**Given exercise A:**
According to the game thread below, how many points did David Thompson score on April 9, 1978?
**Given exercise B:**
In two sentences, summarize the game thread below.
**Given exercise C:**
List every player named in the Denver starting lineup given in the game thread below.

# START OF Page text

Maybe the team will be fired up because of Denver's comments. I don't know. I do know that if I am going to even have a chance of getting back to the ribs I'm gonna have to chose an upset. So, I will pick:

Bulls 80
Denver 78


----------



## airety (Oct 29, 2002)

Eh why not?

Bulls 96
Nugs 90


----------



## spongyfungy (Oct 22, 2003)

I predicted almost every game to be a win for the Bulls. If you want ribs you have to be pessimistic. still confident in starters hinrich and craw

Mcnuggets 84

Bulls 95


----------



## fleetwood macbull (Jan 23, 2004)

i'd like to guarantee Eddy Currys shorts will be tied. I'd like to guarantee he'll get more boards than fouls and TOs. But.....Thats....pushin...it

Nuggets 97
Bulls 90


----------



## Da Grinch (Aug 17, 2002)

i say bulls win ,not because of any logic but because i say so 

105-97
jc high scorer 28


----------



## Weasel (Oct 18, 2003)

Denver 119
Chicago 105


----------



## PC Load Letter (Jun 29, 2002)

Bulls - 98
Nugz - 96

Eddy scores 25.


----------



## SoCar Bullsfan (Dec 24, 2003)

bulls 101
nug 91


----------



## HinrichFan12 (Jan 8, 2004)

Bulls - 92
Nuggets - 88


----------



## truebluefan (May 27, 2002)

Skiles may change lineup at halftime. Said we struggle too much to start the third quarter. 

Skiles said Denver is not a great half court team. Said we need to get back defensively. 

Satisfied so far with team and offense. Said pct is going up. Said screening can improve. Said assists is going up as well as t/o going down. 

Finishing around the basket is a problem for this team.


----------



## truebluefan (May 27, 2002)

Crawford 
Hinrich 
Dupree
Davis 
Curry 

Denver

9 year old announcer! 

Miller
Boykins
Nene
Anthony
Camby


Kid was pretty good.


----------



## truebluefan (May 27, 2002)

V. Lenard will not play. Thank God!


----------



## truebluefan (May 27, 2002)

April 9 1978 David Thompson scored 73 in last game of the year. 

Said Gervin scored 78 that night and won scoring title.


----------



## truebluefan (May 27, 2002)

Denver gets tip. 

Nene jump hook on Curry for two

Curry missed a hook. Camby rebounds.

# END OF Page text
# START OF Extracted data

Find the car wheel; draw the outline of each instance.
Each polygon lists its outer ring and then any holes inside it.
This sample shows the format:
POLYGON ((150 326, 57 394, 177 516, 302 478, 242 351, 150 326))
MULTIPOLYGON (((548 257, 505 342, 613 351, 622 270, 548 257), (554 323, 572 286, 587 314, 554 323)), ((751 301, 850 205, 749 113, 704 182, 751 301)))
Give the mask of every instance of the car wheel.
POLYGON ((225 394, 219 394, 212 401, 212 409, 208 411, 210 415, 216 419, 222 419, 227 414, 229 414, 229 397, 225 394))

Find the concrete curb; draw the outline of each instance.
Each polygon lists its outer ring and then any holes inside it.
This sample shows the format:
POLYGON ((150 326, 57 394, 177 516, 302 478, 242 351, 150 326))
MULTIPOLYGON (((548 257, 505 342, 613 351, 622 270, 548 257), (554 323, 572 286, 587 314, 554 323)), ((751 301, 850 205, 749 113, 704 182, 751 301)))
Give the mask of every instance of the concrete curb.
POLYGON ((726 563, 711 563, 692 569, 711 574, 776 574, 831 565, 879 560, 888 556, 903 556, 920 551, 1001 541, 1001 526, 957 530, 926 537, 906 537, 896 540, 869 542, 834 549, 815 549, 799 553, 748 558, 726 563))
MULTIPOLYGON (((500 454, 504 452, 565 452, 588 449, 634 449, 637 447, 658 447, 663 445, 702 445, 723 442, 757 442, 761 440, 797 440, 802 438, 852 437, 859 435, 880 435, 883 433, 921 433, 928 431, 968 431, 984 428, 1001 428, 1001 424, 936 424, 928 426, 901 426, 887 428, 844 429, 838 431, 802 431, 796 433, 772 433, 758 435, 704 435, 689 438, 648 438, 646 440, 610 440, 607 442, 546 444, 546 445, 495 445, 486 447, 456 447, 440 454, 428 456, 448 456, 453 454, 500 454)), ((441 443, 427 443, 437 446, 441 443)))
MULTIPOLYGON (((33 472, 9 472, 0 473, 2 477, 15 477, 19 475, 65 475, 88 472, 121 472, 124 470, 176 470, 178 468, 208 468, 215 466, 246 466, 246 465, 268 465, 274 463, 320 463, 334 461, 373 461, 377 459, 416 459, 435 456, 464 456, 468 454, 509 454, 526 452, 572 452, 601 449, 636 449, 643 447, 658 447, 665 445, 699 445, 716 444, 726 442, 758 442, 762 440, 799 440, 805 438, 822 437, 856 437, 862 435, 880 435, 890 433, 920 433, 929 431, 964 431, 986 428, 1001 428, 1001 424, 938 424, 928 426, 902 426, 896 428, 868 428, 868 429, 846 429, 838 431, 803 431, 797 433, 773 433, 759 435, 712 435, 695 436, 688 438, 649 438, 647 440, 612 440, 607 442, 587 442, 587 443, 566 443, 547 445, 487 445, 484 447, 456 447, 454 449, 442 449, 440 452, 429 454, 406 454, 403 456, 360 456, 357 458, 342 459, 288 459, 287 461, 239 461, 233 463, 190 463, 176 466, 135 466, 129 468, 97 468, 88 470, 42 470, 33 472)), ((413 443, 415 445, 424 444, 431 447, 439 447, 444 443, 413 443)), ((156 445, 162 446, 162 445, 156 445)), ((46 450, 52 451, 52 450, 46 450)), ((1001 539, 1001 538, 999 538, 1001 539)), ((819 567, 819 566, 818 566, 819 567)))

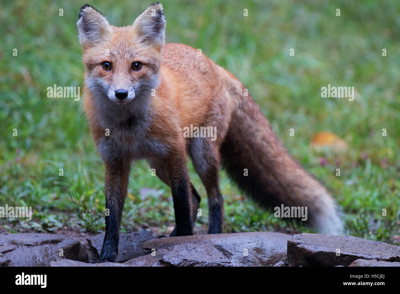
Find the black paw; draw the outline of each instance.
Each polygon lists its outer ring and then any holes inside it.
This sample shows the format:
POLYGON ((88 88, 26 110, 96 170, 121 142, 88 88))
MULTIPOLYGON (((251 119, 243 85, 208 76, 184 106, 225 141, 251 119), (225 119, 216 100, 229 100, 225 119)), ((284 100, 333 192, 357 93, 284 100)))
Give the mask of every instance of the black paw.
POLYGON ((112 260, 111 258, 96 258, 96 259, 92 259, 92 261, 90 262, 90 263, 102 263, 103 262, 114 262, 114 260, 112 260))
POLYGON ((170 235, 170 237, 175 237, 176 236, 176 226, 175 226, 175 228, 174 229, 174 230, 172 231, 172 232, 171 233, 170 235))

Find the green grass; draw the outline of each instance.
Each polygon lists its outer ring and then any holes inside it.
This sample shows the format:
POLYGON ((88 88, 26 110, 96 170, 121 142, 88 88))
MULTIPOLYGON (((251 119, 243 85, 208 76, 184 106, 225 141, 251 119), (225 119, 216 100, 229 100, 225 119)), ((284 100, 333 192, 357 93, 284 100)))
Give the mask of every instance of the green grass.
MULTIPOLYGON (((166 2, 166 42, 201 48, 243 82, 290 154, 331 191, 348 234, 394 243, 400 234, 400 3, 318 2, 166 2), (321 98, 321 87, 328 84, 354 86, 356 99, 321 98), (312 149, 311 137, 320 131, 336 134, 348 150, 312 149)), ((90 4, 112 24, 124 26, 150 3, 90 4)), ((0 10, 0 205, 32 206, 34 211, 31 222, 0 220, 10 231, 104 229, 104 167, 81 101, 46 96, 55 84, 82 86, 76 24, 83 4, 6 1, 0 10)), ((205 189, 191 167, 190 173, 203 197, 196 225, 206 227, 205 189)), ((307 230, 244 200, 223 172, 220 186, 226 232, 307 230)), ((151 176, 146 163, 132 169, 128 192, 123 230, 159 227, 165 232, 173 225, 170 191, 151 176)))

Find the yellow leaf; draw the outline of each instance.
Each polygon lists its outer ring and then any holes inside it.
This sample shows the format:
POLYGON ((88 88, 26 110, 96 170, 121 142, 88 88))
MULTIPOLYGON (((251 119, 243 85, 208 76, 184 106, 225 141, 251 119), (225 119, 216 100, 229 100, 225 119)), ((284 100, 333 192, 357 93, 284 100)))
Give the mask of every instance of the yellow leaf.
POLYGON ((318 148, 323 146, 333 147, 339 150, 347 149, 347 144, 337 136, 330 132, 320 132, 312 135, 311 146, 318 148))

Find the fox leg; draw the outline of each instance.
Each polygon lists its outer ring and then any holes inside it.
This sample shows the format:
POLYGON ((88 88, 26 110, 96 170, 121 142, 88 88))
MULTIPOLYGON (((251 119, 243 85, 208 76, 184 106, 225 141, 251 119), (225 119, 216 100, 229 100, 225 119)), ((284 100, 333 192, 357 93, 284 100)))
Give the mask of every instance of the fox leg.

# END OF Extracted data

**Expected answer A:**
73 points

**Expected answer B:**
Forum members post score predictions for a Bulls game against Denver, with most picking the Bulls to win and a few, such as Weasel and fleetwood macbull, picking Denver. A later poster relays Skiles's remarks about the team, lists both starting lineups, notes that V. Lenard will not play, recalls David Thompson's 73-point game, and begins describing the opening plays.

**Expected answer C:**
Miller, Boykins, Nene, Anthony, Camby